## Texto de la página

Eso si, nos dimos un fuerte apretón de manos y nos deseamos lo mejor con una gran sinceridad en nuestros ojos. Son este tipo de cosas las que me hacen amar viajar hacia lo desconocido. Siempre se encuentran lugares y sobre todo personas que tienen tanto que ofrecer.

A mi amigo le dedico este articulo. Quizá algún día volvamos a encontrarnos. Nunca se sabe.

3 comentarios:

Yeyu dijo...

dave! q lindo encontrar gente asi, conocer todas esas historias!
me alegro q hayas tenido este "amigo desconocido"
besos y ya estas aca :P

Anónimo dijo...

Que bueno encontrar a personas así en el camino, que nos hacen ver el otro lado de las cosas, realidades que en tantas ocasiones se nos escapan.

Gracias una vez más por compartirla con nosotros.

Un abrazo enorme Dave!

Anónimo dijo...

## Material guardado

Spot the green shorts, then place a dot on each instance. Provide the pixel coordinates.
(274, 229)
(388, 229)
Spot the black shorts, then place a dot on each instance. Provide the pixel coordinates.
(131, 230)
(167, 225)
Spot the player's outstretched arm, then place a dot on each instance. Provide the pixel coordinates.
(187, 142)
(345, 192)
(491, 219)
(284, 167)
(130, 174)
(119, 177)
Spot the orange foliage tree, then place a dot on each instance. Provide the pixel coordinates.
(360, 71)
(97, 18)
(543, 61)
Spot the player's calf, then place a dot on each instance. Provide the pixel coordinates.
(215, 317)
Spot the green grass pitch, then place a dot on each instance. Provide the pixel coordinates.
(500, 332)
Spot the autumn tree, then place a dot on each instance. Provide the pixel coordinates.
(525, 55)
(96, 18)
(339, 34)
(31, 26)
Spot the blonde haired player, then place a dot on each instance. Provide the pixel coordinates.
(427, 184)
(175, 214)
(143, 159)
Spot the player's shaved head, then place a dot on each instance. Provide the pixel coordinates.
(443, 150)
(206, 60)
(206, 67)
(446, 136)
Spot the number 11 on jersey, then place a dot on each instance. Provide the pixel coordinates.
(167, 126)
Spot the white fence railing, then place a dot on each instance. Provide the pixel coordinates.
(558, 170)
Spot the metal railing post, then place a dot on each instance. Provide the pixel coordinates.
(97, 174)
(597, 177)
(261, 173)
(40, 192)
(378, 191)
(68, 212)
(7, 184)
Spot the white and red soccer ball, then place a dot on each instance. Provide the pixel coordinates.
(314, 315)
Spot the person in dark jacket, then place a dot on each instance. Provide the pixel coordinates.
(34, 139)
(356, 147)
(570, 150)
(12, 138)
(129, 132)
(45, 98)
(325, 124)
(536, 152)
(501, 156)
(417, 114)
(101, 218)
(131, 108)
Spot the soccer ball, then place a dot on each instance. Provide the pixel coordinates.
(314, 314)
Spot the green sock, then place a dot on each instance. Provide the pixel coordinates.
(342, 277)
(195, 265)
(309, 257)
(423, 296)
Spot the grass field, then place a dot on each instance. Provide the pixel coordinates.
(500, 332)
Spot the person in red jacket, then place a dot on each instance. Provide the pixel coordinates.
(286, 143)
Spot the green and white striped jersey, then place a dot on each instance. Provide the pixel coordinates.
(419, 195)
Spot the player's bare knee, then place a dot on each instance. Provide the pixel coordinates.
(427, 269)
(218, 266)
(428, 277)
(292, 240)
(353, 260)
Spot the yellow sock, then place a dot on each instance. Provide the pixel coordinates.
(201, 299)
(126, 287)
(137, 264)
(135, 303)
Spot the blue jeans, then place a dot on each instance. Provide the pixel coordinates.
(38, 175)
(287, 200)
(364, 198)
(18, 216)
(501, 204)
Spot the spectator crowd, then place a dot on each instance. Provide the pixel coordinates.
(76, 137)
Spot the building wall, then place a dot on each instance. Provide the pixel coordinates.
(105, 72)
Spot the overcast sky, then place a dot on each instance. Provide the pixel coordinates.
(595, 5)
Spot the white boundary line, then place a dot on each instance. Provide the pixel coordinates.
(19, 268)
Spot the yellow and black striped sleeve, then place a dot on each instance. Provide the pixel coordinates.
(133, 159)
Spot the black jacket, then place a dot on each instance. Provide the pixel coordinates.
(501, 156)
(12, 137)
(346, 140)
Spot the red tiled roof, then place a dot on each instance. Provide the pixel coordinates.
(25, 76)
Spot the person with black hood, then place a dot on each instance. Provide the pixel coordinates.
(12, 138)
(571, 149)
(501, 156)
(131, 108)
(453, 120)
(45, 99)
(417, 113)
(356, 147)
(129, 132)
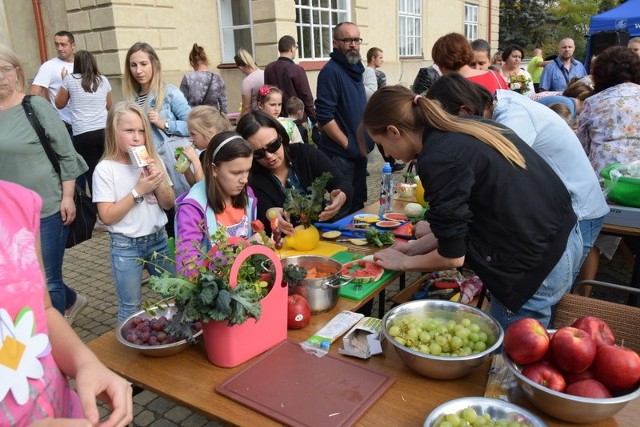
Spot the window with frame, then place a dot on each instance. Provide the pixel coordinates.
(236, 30)
(471, 21)
(315, 20)
(410, 27)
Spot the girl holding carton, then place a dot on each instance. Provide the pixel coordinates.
(131, 201)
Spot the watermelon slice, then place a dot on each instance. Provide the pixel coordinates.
(395, 217)
(362, 271)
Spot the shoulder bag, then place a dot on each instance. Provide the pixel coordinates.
(81, 228)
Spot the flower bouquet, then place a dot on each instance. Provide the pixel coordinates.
(519, 83)
(206, 290)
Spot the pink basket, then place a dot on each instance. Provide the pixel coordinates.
(229, 346)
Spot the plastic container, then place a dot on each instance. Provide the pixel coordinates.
(228, 347)
(386, 190)
(625, 190)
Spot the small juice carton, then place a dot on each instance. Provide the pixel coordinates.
(139, 156)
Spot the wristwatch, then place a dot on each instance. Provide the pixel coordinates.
(136, 197)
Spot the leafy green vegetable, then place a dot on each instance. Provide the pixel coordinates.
(307, 208)
(379, 238)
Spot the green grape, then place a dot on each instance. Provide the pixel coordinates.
(470, 415)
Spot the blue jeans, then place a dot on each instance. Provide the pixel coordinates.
(126, 266)
(557, 283)
(53, 237)
(590, 229)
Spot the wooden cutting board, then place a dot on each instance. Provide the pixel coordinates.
(300, 389)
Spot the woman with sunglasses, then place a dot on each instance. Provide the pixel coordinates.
(278, 165)
(221, 199)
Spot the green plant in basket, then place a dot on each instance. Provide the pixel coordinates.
(202, 292)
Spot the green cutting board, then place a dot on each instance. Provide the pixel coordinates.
(359, 292)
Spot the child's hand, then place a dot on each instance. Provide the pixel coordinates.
(150, 178)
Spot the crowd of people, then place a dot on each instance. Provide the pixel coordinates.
(509, 158)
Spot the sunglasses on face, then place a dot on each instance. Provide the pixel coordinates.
(271, 147)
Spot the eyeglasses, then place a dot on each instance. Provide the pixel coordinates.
(350, 40)
(271, 147)
(9, 70)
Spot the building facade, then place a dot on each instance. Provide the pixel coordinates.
(404, 29)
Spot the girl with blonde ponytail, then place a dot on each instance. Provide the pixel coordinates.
(495, 205)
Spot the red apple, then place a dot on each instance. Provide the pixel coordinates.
(545, 374)
(298, 312)
(526, 341)
(574, 377)
(617, 367)
(572, 349)
(589, 388)
(597, 328)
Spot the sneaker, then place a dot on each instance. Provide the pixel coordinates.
(77, 307)
(398, 166)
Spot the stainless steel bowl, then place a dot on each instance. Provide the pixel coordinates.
(574, 409)
(442, 367)
(496, 408)
(322, 293)
(156, 350)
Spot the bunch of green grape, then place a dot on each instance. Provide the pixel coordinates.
(441, 337)
(468, 417)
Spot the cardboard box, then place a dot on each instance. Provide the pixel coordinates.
(364, 339)
(625, 216)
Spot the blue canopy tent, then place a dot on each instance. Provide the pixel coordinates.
(625, 17)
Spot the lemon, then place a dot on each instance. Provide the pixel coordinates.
(303, 239)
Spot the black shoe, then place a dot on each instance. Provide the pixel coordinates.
(398, 167)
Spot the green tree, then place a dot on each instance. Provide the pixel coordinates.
(524, 22)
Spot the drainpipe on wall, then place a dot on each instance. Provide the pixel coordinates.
(37, 13)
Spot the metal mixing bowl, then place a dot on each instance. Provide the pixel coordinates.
(496, 408)
(156, 350)
(574, 409)
(442, 367)
(322, 293)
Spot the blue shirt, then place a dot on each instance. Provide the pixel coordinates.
(556, 77)
(555, 142)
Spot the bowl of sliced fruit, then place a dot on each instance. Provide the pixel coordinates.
(481, 411)
(148, 332)
(441, 339)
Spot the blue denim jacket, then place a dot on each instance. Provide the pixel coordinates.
(175, 110)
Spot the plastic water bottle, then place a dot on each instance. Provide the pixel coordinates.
(386, 190)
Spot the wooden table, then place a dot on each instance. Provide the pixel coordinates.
(190, 380)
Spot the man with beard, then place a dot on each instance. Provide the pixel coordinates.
(560, 71)
(340, 102)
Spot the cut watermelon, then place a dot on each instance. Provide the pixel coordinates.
(362, 271)
(388, 224)
(395, 217)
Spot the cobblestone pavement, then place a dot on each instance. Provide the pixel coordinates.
(87, 269)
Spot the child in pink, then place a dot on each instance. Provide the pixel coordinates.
(37, 347)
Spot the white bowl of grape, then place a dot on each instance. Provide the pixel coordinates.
(146, 331)
(481, 411)
(441, 339)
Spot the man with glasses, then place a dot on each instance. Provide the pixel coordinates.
(290, 77)
(52, 72)
(340, 103)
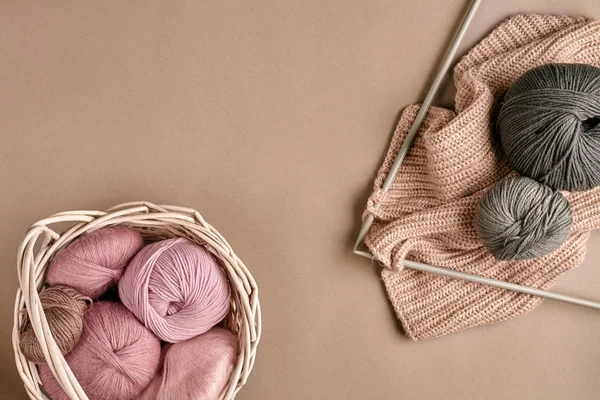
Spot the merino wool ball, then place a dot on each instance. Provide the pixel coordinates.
(115, 359)
(95, 261)
(176, 288)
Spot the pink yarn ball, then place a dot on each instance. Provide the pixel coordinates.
(197, 369)
(115, 359)
(95, 261)
(176, 288)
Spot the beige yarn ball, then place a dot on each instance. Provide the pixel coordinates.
(64, 308)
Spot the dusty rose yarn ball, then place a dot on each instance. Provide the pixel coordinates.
(197, 369)
(115, 359)
(95, 261)
(176, 288)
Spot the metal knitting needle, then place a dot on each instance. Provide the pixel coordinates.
(398, 162)
(412, 133)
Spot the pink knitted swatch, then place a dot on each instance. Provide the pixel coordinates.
(427, 215)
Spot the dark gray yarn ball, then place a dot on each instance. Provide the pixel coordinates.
(549, 125)
(519, 219)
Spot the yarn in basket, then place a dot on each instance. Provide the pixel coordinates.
(96, 260)
(197, 369)
(519, 218)
(64, 308)
(549, 125)
(115, 359)
(176, 288)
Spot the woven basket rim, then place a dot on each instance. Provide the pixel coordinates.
(41, 242)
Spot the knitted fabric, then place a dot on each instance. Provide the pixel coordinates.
(427, 215)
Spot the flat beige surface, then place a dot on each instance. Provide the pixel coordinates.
(271, 118)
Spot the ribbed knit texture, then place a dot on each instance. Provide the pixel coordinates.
(427, 215)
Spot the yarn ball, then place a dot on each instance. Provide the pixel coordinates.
(519, 219)
(176, 288)
(95, 261)
(197, 369)
(549, 125)
(116, 358)
(64, 308)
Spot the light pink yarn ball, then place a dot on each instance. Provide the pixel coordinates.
(115, 359)
(95, 261)
(176, 288)
(197, 369)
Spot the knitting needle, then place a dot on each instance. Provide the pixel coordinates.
(398, 162)
(412, 133)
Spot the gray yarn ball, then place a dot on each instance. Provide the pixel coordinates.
(549, 125)
(519, 219)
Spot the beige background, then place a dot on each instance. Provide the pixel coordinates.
(271, 118)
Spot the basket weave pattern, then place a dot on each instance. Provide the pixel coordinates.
(154, 223)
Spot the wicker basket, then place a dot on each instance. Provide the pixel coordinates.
(154, 223)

## Objetivo del ejercicio
Copia el fragmento del texto de la página que empieza en "besos y ya estas" y termina en "abrazo enorme Dave!", y sustituye "camino" por "viaje".

## Resultado esperado
besos y ya estas aca :P

Anónimo dijo...

Que bueno encontrar a personas así en el viaje, que nos hacen ver el otro lado de las cosas, realidades que en tantas ocasiones se nos escapan.

Gracias una vez más por compartirla con nosotros.

Un abrazo enorme Dave!